#### PROVIDED RECORDS:
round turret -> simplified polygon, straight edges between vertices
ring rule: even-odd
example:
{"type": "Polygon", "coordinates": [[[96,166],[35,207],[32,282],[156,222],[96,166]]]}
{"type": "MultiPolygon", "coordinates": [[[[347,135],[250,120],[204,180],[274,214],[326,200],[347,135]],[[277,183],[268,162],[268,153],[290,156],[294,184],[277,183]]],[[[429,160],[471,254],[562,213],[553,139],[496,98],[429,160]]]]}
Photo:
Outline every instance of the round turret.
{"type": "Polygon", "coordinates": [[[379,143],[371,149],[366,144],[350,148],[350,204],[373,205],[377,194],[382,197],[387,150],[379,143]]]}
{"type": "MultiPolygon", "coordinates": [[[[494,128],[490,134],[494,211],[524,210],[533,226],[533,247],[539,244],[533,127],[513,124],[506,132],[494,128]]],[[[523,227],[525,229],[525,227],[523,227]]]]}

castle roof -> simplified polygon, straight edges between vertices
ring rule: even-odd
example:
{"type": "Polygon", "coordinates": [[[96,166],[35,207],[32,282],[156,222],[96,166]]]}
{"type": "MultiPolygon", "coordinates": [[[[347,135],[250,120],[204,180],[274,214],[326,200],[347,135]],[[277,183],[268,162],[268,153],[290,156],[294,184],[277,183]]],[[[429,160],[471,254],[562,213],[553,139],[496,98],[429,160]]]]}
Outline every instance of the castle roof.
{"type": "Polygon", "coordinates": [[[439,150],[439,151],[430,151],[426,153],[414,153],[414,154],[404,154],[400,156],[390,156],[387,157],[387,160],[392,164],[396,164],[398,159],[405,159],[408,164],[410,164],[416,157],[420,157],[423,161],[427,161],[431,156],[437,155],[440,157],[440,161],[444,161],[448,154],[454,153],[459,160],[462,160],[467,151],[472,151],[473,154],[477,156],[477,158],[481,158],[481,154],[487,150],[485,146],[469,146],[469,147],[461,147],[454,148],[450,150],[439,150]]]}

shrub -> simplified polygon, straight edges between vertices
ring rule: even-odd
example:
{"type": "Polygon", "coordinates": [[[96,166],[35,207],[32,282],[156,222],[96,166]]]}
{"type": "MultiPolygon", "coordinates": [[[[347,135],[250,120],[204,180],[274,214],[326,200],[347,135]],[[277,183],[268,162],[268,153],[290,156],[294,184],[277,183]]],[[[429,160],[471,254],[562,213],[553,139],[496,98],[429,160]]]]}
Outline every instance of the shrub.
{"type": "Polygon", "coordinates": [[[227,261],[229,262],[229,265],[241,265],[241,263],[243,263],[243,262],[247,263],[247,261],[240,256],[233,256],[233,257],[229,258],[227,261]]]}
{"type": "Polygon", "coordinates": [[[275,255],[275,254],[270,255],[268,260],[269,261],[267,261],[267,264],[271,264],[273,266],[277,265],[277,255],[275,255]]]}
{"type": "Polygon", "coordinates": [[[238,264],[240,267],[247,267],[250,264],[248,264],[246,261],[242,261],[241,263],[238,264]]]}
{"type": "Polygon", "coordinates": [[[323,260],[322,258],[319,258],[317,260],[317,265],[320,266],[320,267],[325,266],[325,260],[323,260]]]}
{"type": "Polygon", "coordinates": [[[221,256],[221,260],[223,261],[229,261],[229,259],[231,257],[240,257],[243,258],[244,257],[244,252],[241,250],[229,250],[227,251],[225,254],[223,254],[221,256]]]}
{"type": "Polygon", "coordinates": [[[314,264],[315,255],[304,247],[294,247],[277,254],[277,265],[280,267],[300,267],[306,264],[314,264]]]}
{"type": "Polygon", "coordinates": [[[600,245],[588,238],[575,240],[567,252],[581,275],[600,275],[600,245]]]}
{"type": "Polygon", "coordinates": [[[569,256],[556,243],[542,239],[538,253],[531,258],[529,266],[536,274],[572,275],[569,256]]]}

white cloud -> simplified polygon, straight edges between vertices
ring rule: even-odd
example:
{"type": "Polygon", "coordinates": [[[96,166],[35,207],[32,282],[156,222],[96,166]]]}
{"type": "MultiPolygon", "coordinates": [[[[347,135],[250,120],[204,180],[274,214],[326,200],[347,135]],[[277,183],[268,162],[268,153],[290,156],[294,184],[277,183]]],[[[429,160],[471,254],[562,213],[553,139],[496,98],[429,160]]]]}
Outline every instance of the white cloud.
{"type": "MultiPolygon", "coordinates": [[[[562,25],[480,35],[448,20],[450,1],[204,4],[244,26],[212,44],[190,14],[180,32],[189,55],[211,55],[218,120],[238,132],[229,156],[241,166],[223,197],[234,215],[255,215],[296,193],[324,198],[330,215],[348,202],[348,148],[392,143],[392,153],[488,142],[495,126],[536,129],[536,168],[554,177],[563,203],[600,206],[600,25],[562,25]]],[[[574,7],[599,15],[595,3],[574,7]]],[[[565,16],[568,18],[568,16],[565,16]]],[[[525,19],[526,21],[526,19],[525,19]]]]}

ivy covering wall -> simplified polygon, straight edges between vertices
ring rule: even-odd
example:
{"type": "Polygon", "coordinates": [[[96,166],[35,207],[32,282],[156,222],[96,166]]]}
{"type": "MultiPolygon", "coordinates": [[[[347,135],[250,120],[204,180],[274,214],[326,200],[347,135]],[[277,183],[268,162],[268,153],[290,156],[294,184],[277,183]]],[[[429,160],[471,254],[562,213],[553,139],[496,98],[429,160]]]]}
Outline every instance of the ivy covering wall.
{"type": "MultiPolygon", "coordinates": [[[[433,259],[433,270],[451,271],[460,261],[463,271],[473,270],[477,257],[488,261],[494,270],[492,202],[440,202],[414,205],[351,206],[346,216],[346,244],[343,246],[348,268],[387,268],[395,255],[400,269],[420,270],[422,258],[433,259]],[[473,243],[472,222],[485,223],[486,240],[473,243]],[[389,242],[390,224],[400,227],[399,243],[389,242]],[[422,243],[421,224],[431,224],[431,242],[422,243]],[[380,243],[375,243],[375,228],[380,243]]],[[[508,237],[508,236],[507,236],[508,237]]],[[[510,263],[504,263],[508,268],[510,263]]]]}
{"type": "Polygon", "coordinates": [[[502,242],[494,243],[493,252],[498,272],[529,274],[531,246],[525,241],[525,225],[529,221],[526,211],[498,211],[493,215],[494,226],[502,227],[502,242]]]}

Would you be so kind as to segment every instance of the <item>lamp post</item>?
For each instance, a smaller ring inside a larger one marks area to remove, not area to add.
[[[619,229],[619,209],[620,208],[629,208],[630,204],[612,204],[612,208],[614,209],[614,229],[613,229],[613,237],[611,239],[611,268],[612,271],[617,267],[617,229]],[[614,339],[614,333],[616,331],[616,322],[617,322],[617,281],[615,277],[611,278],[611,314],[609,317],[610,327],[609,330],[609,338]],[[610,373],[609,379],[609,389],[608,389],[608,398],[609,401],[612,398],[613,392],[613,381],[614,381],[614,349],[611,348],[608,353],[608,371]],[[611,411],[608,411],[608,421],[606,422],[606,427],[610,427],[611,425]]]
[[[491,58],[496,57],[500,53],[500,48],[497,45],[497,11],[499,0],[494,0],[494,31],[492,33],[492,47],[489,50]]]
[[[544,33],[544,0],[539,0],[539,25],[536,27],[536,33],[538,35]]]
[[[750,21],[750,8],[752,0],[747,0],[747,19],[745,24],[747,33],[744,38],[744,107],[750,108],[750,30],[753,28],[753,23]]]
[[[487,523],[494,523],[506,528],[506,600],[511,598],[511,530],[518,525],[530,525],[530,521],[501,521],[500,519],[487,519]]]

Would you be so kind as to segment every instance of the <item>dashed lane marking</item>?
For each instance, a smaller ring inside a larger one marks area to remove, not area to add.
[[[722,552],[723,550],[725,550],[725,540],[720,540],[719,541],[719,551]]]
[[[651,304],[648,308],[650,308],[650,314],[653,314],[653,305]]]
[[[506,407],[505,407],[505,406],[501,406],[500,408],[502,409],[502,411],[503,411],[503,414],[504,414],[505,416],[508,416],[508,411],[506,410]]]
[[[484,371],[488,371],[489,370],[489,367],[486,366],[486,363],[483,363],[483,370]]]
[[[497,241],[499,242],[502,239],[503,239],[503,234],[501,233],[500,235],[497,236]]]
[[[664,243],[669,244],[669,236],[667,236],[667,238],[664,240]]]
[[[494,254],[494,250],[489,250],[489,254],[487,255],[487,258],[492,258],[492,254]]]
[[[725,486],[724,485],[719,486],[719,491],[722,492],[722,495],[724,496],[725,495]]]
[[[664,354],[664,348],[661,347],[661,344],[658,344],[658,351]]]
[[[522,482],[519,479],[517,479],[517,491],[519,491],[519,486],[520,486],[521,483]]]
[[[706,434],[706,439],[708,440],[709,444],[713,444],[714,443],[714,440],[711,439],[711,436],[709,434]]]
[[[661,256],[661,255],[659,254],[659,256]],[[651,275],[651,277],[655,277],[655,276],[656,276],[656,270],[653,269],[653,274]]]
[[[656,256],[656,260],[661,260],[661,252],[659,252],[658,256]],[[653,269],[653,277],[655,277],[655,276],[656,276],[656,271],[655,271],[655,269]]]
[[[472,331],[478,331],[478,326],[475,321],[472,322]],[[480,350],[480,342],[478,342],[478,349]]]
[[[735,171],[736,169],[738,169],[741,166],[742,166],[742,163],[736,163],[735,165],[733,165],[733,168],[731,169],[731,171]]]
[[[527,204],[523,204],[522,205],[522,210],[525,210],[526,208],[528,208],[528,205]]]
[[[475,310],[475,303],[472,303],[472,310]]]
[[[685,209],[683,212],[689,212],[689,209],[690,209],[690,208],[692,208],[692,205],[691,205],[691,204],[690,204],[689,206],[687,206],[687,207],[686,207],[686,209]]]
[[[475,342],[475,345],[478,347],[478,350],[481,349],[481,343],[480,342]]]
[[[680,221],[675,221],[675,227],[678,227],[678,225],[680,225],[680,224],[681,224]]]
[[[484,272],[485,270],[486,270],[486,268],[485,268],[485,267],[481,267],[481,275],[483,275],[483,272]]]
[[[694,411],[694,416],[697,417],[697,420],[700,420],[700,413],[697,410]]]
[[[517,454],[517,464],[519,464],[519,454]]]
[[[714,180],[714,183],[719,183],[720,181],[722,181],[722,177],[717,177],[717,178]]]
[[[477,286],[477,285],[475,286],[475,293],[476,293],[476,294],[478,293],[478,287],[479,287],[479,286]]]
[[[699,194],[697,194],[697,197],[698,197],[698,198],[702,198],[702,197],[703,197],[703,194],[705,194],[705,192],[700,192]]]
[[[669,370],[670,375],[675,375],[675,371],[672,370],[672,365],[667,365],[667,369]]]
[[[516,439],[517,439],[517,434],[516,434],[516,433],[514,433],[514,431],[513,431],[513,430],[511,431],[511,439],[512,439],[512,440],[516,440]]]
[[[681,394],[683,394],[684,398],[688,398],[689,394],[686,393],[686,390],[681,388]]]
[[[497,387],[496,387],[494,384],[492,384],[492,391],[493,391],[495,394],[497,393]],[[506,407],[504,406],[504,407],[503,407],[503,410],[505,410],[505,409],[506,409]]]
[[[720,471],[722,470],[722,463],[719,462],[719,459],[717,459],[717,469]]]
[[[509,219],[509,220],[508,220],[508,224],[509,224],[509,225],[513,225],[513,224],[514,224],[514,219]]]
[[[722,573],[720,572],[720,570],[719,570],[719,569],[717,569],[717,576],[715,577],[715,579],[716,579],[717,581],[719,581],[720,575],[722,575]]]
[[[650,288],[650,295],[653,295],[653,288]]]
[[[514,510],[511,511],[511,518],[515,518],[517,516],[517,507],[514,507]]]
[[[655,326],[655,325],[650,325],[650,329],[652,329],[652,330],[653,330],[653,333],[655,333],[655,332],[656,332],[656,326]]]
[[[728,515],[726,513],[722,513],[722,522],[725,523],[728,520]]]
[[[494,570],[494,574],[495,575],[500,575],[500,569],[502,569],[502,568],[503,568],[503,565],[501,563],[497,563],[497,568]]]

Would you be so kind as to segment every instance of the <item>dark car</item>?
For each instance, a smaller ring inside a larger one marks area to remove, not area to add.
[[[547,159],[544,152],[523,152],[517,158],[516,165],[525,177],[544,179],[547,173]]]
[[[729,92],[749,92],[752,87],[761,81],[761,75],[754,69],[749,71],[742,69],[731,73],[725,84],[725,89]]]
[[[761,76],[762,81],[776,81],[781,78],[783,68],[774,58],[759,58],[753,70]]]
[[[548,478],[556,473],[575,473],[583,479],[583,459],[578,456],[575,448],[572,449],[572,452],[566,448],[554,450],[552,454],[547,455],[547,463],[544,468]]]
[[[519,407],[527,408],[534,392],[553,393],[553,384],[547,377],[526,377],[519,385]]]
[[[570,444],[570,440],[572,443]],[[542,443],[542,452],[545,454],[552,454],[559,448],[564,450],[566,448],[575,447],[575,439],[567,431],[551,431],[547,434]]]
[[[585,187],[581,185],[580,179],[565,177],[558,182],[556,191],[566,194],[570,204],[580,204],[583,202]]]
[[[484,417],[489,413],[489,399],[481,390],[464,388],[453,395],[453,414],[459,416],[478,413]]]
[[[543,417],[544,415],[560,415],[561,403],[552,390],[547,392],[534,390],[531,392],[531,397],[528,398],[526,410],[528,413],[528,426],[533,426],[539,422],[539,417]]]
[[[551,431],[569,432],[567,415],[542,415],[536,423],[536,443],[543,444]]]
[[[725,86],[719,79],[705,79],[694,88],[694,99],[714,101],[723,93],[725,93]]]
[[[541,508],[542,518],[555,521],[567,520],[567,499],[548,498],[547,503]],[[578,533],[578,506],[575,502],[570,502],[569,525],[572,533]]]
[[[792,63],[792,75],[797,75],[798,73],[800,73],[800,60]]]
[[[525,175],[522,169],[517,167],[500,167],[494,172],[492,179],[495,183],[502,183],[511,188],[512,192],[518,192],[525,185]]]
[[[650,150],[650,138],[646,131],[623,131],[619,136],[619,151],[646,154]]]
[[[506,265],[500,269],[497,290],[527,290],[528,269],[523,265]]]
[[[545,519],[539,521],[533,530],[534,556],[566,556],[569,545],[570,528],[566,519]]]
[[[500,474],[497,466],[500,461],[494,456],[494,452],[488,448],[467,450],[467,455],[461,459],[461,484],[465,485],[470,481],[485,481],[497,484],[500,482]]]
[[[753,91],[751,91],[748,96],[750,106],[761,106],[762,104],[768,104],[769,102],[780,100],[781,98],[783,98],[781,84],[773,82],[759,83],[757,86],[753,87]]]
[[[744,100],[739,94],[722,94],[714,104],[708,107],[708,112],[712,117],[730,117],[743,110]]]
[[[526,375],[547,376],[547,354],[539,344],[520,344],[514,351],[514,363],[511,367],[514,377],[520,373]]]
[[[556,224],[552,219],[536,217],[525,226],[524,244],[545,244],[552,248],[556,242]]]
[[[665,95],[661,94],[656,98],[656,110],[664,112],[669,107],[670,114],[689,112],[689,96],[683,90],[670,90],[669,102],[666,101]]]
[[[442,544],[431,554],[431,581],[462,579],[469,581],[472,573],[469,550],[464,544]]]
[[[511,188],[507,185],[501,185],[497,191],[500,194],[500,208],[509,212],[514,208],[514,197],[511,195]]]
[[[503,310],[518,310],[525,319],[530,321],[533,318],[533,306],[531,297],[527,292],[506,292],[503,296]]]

#### WHAT TO PRODUCE:
Your task is to copy each line of the material that contains the word "Would".

#### EXERCISE ANSWER:
Would you be so kind as to segment every instance of the <item>lamp post</item>?
Would you be so kind as to segment every instance of the <item>dashed lane marking</item>?
Would you be so kind as to segment every instance of the <item>dark car</item>?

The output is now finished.